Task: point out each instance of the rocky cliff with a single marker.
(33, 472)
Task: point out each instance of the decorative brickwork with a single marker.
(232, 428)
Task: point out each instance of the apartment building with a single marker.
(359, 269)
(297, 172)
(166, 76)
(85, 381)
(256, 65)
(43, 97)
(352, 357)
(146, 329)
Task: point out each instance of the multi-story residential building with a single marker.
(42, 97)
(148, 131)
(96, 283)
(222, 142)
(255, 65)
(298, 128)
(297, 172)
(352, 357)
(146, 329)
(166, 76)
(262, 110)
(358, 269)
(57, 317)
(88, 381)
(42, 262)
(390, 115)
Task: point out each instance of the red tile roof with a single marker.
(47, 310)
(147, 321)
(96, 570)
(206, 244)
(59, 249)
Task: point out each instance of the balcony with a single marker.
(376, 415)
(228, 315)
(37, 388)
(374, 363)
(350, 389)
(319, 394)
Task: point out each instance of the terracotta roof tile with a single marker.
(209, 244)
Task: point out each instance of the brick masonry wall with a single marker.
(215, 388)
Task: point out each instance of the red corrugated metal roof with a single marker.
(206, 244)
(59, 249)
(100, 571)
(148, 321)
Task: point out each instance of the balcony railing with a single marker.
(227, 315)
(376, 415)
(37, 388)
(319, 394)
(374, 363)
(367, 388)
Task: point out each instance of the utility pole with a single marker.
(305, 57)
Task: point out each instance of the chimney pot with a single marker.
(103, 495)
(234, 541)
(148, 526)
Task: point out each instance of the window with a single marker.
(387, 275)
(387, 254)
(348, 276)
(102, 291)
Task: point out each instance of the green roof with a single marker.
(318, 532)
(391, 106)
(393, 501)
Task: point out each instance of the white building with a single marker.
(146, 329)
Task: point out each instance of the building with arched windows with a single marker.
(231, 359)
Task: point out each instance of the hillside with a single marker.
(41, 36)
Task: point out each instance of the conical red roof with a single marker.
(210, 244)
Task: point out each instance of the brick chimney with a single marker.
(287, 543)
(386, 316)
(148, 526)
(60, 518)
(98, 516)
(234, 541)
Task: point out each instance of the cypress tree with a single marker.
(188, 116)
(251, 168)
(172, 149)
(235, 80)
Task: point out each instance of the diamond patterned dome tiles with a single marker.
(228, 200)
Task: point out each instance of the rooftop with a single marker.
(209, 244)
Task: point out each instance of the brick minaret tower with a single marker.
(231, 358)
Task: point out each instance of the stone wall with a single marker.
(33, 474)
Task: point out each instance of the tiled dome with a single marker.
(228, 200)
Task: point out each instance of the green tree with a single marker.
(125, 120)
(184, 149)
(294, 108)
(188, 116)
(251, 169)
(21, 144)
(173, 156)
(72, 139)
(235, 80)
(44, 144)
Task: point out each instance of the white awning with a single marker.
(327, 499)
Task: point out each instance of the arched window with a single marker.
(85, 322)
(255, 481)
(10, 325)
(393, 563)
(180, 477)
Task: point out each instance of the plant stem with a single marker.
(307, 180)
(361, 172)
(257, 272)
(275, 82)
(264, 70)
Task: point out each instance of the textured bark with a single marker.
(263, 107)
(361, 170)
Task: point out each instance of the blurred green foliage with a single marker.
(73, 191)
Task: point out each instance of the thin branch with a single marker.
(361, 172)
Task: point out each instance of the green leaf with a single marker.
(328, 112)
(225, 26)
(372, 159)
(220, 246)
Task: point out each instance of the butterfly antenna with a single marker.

────────────────────────────────────────

EXERCISE BRIEF
Switch "with a single marker" to "with one point" throughout the records above and write them out again with nothing else changed.

WORKED SOLUTION
Task: point out each instance of the rocky cliff with one point.
(33, 472)
Task: point out each instance of the decorative brickwork with one point.
(232, 428)
Task: point out each instance of the apartment building with one point.
(359, 269)
(297, 172)
(166, 76)
(85, 381)
(256, 65)
(43, 97)
(352, 357)
(146, 329)
Task: point out each instance of the multi-story residential building with one point.
(42, 97)
(148, 131)
(96, 283)
(222, 142)
(255, 65)
(298, 128)
(297, 172)
(352, 357)
(146, 329)
(166, 76)
(262, 110)
(358, 269)
(57, 317)
(88, 381)
(42, 262)
(390, 115)
Task: point out each instance of the red tile roof with one point.
(47, 310)
(147, 321)
(96, 570)
(206, 244)
(59, 249)
Task: point out each instance of the balcony with one point.
(376, 415)
(228, 315)
(37, 388)
(374, 363)
(350, 389)
(319, 394)
Task: point out each instance of the terracotta roof tile with one point.
(209, 244)
Task: point out each instance of the brick masonry wall with one point.
(215, 388)
Task: point out each instance of the red corrugated metal roof with one point.
(206, 244)
(59, 249)
(100, 571)
(148, 321)
Task: point out each instance of the balcony railing with one point.
(227, 315)
(376, 415)
(37, 388)
(319, 394)
(374, 363)
(367, 388)
Task: point out each instance of the utility pole with one point.
(305, 57)
Task: point out each instance of the chimney pot with one point.
(103, 495)
(234, 541)
(148, 526)
Task: point out each instance of the window with one point.
(387, 275)
(387, 254)
(348, 276)
(102, 291)
Task: point out each instance of the green roof with one point.
(318, 532)
(391, 106)
(393, 501)
Task: point out each instance of the white building with one point.
(146, 329)
Task: point out each instance of the building with arched windows with one point.
(231, 359)
Task: point out each instance of the hillside with one point.
(41, 36)
Task: point out each instance of the conical red roof with one point.
(210, 244)
Task: point out each instance of the brick chimney with one point.
(287, 543)
(386, 316)
(148, 526)
(60, 518)
(98, 516)
(234, 541)
Task: point out each instance of the cypress tree with one point.
(188, 116)
(251, 168)
(172, 149)
(235, 80)
Task: point out each instance of the diamond patterned dome tiles with one point.
(228, 200)
Task: point out each instance of the rooftop with one point.
(209, 244)
Task: point out each instance of the brick minaret tower with one point.
(231, 358)
Task: point out each instance of the stone wall with one point.
(33, 474)
Task: point out each instance of the tiled dome with one point.
(228, 200)
Task: point out each instance of the green tree with one point.
(125, 120)
(184, 149)
(294, 108)
(188, 116)
(251, 169)
(21, 144)
(173, 156)
(72, 139)
(235, 80)
(44, 144)
Task: point out each instance of the white awning with one point.
(327, 499)
Task: point out each instance of the arched window with one point.
(85, 322)
(255, 481)
(10, 325)
(393, 563)
(180, 477)
Task: point out each instance of the plant stem with one point.
(307, 180)
(361, 172)
(257, 272)
(275, 82)
(264, 70)
Task: point out each instance of the textured bark with one point.
(263, 107)
(361, 170)
Task: point out each instance of the blurred green foliage with one point.
(73, 191)
Task: point out each instance of the thin branch with one point.
(361, 172)
Task: point out each instance of the green leaf with one point.
(328, 112)
(225, 26)
(372, 159)
(220, 246)
Task: point out each instance of the butterfly antenna with one point.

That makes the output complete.